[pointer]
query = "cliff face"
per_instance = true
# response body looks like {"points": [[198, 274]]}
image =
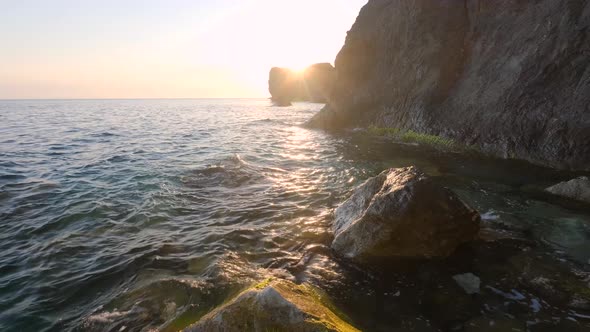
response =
{"points": [[509, 76], [314, 84]]}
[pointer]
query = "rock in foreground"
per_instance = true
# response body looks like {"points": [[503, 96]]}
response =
{"points": [[276, 305], [578, 189], [402, 213]]}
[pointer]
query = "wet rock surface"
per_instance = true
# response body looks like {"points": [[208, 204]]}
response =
{"points": [[275, 305], [402, 213], [578, 189]]}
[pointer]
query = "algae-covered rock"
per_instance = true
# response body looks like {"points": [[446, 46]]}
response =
{"points": [[487, 324], [274, 305], [402, 213]]}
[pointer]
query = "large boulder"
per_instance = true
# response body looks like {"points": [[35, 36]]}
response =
{"points": [[274, 305], [509, 77], [578, 189], [402, 213], [314, 84]]}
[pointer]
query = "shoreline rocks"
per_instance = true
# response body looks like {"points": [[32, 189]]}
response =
{"points": [[273, 305], [402, 213], [314, 84], [510, 79]]}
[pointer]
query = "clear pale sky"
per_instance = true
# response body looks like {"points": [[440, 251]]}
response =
{"points": [[162, 49]]}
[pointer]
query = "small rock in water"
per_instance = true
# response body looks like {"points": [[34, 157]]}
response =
{"points": [[469, 282], [578, 189]]}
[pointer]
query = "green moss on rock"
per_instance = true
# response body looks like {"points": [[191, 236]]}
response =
{"points": [[409, 136], [274, 305]]}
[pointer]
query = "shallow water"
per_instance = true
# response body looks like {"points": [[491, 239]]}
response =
{"points": [[142, 214]]}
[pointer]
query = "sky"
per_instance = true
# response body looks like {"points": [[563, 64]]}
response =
{"points": [[162, 49]]}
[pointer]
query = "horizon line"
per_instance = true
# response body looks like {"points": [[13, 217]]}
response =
{"points": [[140, 98]]}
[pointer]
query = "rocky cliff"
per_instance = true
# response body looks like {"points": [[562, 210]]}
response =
{"points": [[510, 77], [314, 84]]}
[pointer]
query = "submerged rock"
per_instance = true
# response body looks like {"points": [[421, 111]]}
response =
{"points": [[274, 305], [578, 189], [469, 282], [402, 213]]}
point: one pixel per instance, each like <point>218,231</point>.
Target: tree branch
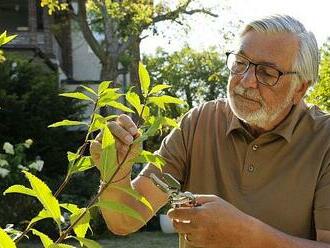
<point>172,15</point>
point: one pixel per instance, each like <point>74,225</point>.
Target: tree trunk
<point>109,71</point>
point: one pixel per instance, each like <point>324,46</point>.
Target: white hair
<point>308,57</point>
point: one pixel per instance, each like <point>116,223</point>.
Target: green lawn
<point>137,240</point>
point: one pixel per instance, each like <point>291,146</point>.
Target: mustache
<point>247,93</point>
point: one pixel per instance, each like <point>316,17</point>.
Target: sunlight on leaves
<point>5,240</point>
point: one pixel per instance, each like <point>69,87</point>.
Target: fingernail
<point>133,130</point>
<point>129,139</point>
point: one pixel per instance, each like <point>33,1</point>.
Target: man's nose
<point>249,79</point>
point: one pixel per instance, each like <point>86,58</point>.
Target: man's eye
<point>267,72</point>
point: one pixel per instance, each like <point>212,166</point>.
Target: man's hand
<point>125,131</point>
<point>215,223</point>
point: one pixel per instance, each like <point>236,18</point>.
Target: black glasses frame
<point>280,73</point>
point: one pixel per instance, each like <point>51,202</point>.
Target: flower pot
<point>166,224</point>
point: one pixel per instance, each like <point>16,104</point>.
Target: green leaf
<point>61,246</point>
<point>5,240</point>
<point>120,208</point>
<point>159,88</point>
<point>160,101</point>
<point>148,157</point>
<point>170,122</point>
<point>133,99</point>
<point>5,39</point>
<point>119,106</point>
<point>45,196</point>
<point>108,95</point>
<point>20,189</point>
<point>88,243</point>
<point>67,123</point>
<point>144,79</point>
<point>134,194</point>
<point>73,208</point>
<point>108,155</point>
<point>46,241</point>
<point>80,229</point>
<point>90,90</point>
<point>77,95</point>
<point>78,164</point>
<point>43,214</point>
<point>103,86</point>
<point>151,130</point>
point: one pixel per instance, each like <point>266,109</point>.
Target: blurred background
<point>181,42</point>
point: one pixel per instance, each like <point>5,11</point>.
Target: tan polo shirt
<point>282,177</point>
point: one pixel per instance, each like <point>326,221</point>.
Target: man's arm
<point>122,224</point>
<point>124,131</point>
<point>216,223</point>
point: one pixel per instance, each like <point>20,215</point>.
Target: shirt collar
<point>284,129</point>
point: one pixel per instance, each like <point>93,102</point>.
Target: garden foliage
<point>78,223</point>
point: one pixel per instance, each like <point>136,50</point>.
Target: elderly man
<point>261,159</point>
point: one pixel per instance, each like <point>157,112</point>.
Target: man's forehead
<point>277,49</point>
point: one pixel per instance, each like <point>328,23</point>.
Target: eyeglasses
<point>265,74</point>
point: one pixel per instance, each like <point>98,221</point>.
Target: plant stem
<point>102,189</point>
<point>81,151</point>
<point>93,201</point>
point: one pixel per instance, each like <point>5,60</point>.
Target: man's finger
<point>127,123</point>
<point>202,199</point>
<point>182,227</point>
<point>120,133</point>
<point>182,213</point>
<point>95,151</point>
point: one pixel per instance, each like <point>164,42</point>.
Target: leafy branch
<point>109,166</point>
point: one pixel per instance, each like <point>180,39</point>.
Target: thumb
<point>203,199</point>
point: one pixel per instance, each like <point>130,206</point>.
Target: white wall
<point>86,66</point>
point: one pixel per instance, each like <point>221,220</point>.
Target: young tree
<point>120,24</point>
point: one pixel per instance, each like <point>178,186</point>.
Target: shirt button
<point>251,168</point>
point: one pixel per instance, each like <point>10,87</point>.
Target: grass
<point>136,240</point>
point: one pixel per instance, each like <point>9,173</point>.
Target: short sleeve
<point>175,149</point>
<point>322,199</point>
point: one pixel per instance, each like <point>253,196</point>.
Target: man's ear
<point>300,91</point>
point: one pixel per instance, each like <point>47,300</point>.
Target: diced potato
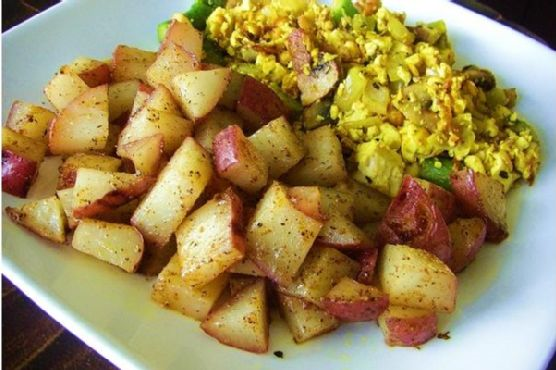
<point>413,219</point>
<point>337,202</point>
<point>279,236</point>
<point>82,125</point>
<point>66,199</point>
<point>179,185</point>
<point>415,278</point>
<point>171,292</point>
<point>304,319</point>
<point>210,239</point>
<point>44,217</point>
<point>369,205</point>
<point>407,327</point>
<point>118,244</point>
<point>242,321</point>
<point>350,300</point>
<point>279,146</point>
<point>339,232</point>
<point>63,88</point>
<point>442,198</point>
<point>238,282</point>
<point>199,91</point>
<point>29,120</point>
<point>246,267</point>
<point>120,98</point>
<point>145,153</point>
<point>368,259</point>
<point>323,163</point>
<point>482,196</point>
<point>308,200</point>
<point>96,192</point>
<point>30,149</point>
<point>182,33</point>
<point>130,63</point>
<point>237,160</point>
<point>468,235</point>
<point>18,173</point>
<point>171,61</point>
<point>212,124</point>
<point>93,72</point>
<point>322,269</point>
<point>68,169</point>
<point>258,104</point>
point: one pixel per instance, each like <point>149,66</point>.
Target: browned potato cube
<point>415,278</point>
<point>242,321</point>
<point>171,291</point>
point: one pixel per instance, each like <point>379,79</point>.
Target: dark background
<point>31,340</point>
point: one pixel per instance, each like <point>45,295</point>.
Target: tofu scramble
<point>401,104</point>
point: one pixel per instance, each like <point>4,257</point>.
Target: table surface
<point>32,340</point>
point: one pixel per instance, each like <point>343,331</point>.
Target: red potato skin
<point>18,174</point>
<point>307,199</point>
<point>468,235</point>
<point>413,219</point>
<point>115,198</point>
<point>410,332</point>
<point>368,259</point>
<point>225,148</point>
<point>444,200</point>
<point>362,309</point>
<point>258,104</point>
<point>468,197</point>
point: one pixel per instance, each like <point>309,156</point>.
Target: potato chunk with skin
<point>171,61</point>
<point>237,160</point>
<point>129,63</point>
<point>279,146</point>
<point>171,292</point>
<point>242,321</point>
<point>97,191</point>
<point>82,125</point>
<point>29,120</point>
<point>210,240</point>
<point>323,163</point>
<point>350,300</point>
<point>44,217</point>
<point>468,235</point>
<point>279,236</point>
<point>407,327</point>
<point>415,278</point>
<point>199,91</point>
<point>214,122</point>
<point>322,269</point>
<point>179,185</point>
<point>304,319</point>
<point>118,244</point>
<point>68,169</point>
<point>18,174</point>
<point>481,196</point>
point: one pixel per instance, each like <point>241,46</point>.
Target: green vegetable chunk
<point>212,53</point>
<point>437,170</point>
<point>200,10</point>
<point>161,30</point>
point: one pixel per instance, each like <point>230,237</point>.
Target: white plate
<point>506,312</point>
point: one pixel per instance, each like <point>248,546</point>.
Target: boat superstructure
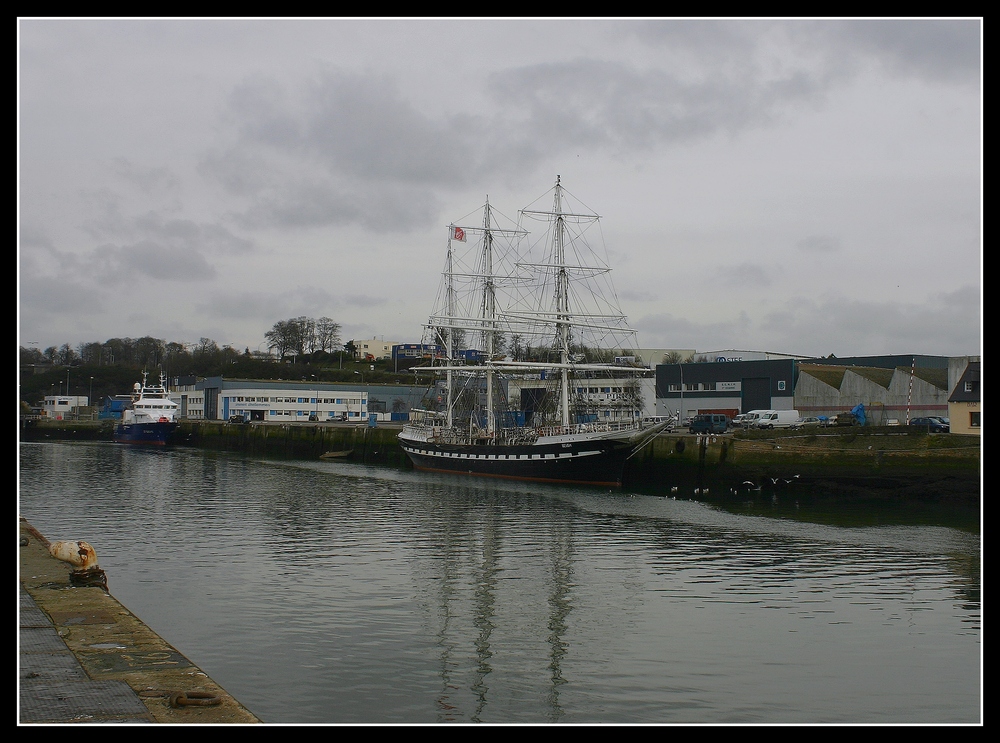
<point>151,416</point>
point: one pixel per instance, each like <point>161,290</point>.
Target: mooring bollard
<point>84,557</point>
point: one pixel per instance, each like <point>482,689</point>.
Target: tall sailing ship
<point>552,391</point>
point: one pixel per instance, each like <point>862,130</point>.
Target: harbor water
<point>327,592</point>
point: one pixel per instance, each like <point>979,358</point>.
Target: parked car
<point>933,425</point>
<point>810,420</point>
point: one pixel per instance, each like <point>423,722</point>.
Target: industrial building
<point>893,388</point>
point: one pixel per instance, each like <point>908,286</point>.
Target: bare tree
<point>327,334</point>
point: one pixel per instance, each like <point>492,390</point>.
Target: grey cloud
<point>150,180</point>
<point>147,259</point>
<point>744,274</point>
<point>932,48</point>
<point>818,244</point>
<point>593,102</point>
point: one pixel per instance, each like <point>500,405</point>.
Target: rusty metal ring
+ + + + +
Given task
Please quote the entries starting at the line that contains "point: one pixel per instance, each like <point>979,358</point>." and ending with the line that contains "<point>327,334</point>", both of those lines included.

Response to the task
point: one pixel per instance, each like <point>979,358</point>.
Target: parked car
<point>933,425</point>
<point>810,420</point>
point: one pixel per instance, each like <point>423,722</point>.
Target: industrial building
<point>893,388</point>
point: one pixel per instance, each like <point>908,286</point>.
Target: bare tree
<point>327,334</point>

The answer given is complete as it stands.